→ Cytowany tekst:
▼

Lewica w czwartek złożyła swój projekt w Sejmie.
Według posłanki Lewicy Joanny Scheuring-Wielgus nakłada on m.in. na kościelne osoby prawne obowiązek deklarowania administracji skarbowej swoich przychodów pochodzących z darowizn oraz od państwa, a na administrację skarbową - obowiązek publikowania tych danych w biuletynie informacji publicznej oraz kontrolowania państwowych wydatków na Kościół.
Projekt zakłada też, jak podkreśla posłanka Lewicy, możliwość wliczania w koszty uzyskania przychodu darowizn na cele kultu religijnego, zlikwidowanie zwolnienia Kościoła z podatku od przychodów z działalności gospodarczej przeznaczanych na inwestycje (np. budowę biurowców), a także likwidację podatkowego uprzywilejowania darowizn na cele kultu religijnego. Propozycja Lewicy zakłada też, że Kościół nie będzie mógł nabywać nieruchomości Skarbu Państwa z bonifikatą i bez przetargu, a przywileje Kościoła związane z kupowaniem ziemi rolnej, które PiS wprowadził w 2016 r. zostaną zlikwidowane.
Ponadto w projekcie zapisano usunięcie z ustawy o stosunku Państwa do Kościoła katolickiego zapisu, pozwalającego na przekazywanie Kościołowi za darmo ziemi rolnej należącej do Skarbu Państwa. Projekt zakłada też, że Fundusz Kościelny zostanie zlikwidowany. Zgodnie z propozycją Lewicy składki ubezpieczeniowe duchownych Kościół miałby płacić sam.
Projekt nakłada też na podmioty sektora finansów publicznych, państwowe osoby prawne oraz spółki prawa handlowego, w których Skarb Państwa, podmioty sektora finansów publicznych lub państwowe osoby prawne posiadają przynajmniej 30 proc. udziałów albo akcji, ogólny obowiązek ewidencjonowania przysporzeń majątkowych dokonanych na rzecz kościołów, związków wyznaniowych i innych kościelnych osób prawnych.

▲

→ Dostarczone materiały:

▼

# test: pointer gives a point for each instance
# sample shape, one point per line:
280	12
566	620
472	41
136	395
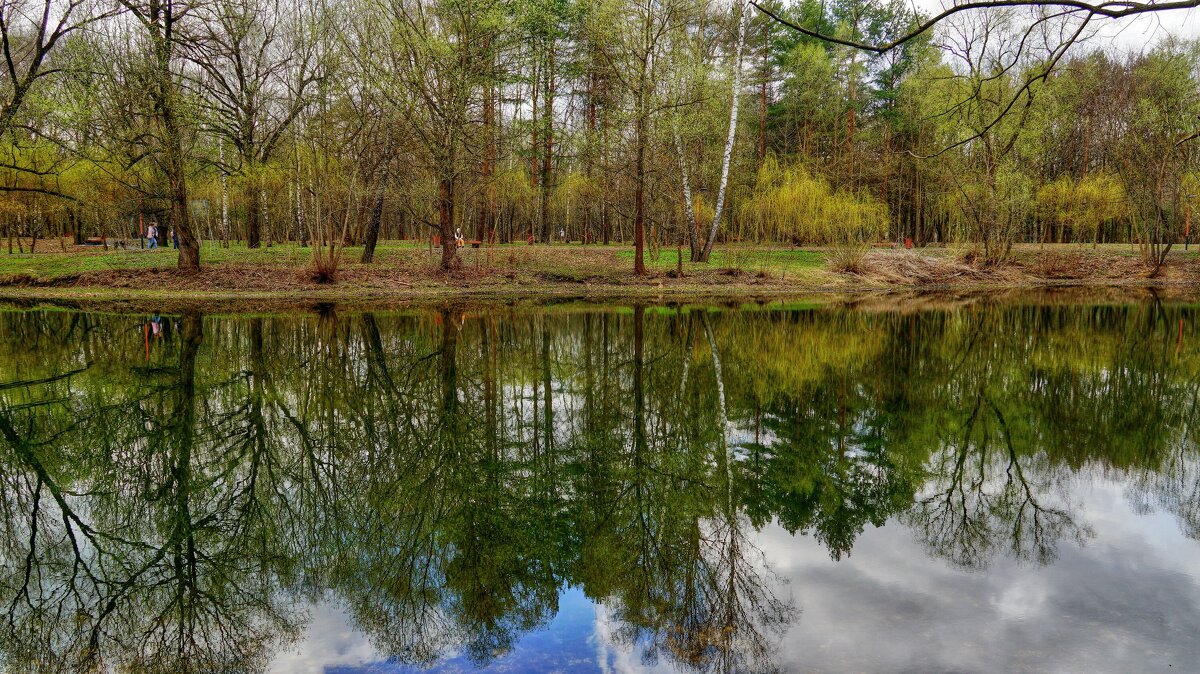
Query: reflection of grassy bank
408	271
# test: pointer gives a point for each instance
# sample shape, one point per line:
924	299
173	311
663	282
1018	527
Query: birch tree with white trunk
727	157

▲

→ Zadania do wykonania:
1) Wymień wszystko, co według tekstu o projekcie Lewicy ma zostać zlikwidowane.
2) Wyodrębnij z tekstu o projekcie Lewicy fragment, który otwierają słowa zawierające „Ponadto w projekcie”, a zamyka „kościelnych osób prawnych.”.
Opieraj się wyłącznie na treści cytowanego tekstu.

→ Odpowiedzi do ćwiczeń:
1)
- zwolnienie Kościoła z podatku od przychodów z działalności gospodarczej przeznaczanych na inwestycje
- podatkowe uprzywilejowanie darowizn na cele kultu religijnego
- przywileje Kościoła związane z kupowaniem ziemi rolnej, wprowadzone przez PiS w 2016 r.
- Fundusz Kościelny

2)
Ponadto w projekcie zapisano usunięcie z ustawy o stosunku Państwa do Kościoła katolickiego zapisu, pozwalającego na przekazywanie Kościołowi za darmo ziemi rolnej należącej do Skarbu Państwa. Projekt zakłada też, że Fundusz Kościelny zostanie zlikwidowany. Zgodnie z propozycją Lewicy składki ubezpieczeniowe duchownych Kościół miałby płacić sam.
Projekt nakłada też na podmioty sektora finansów publicznych, państwowe osoby prawne oraz spółki prawa handlowego, w których Skarb Państwa, podmioty sektora finansów publicznych lub państwowe osoby prawne posiadają przynajmniej 30 proc. udziałów albo akcji, ogólny obowiązek ewidencjonowania przysporzeń majątkowych dokonanych na rzecz kościołów, związków wyznaniowych i innych kościelnych osób prawnych.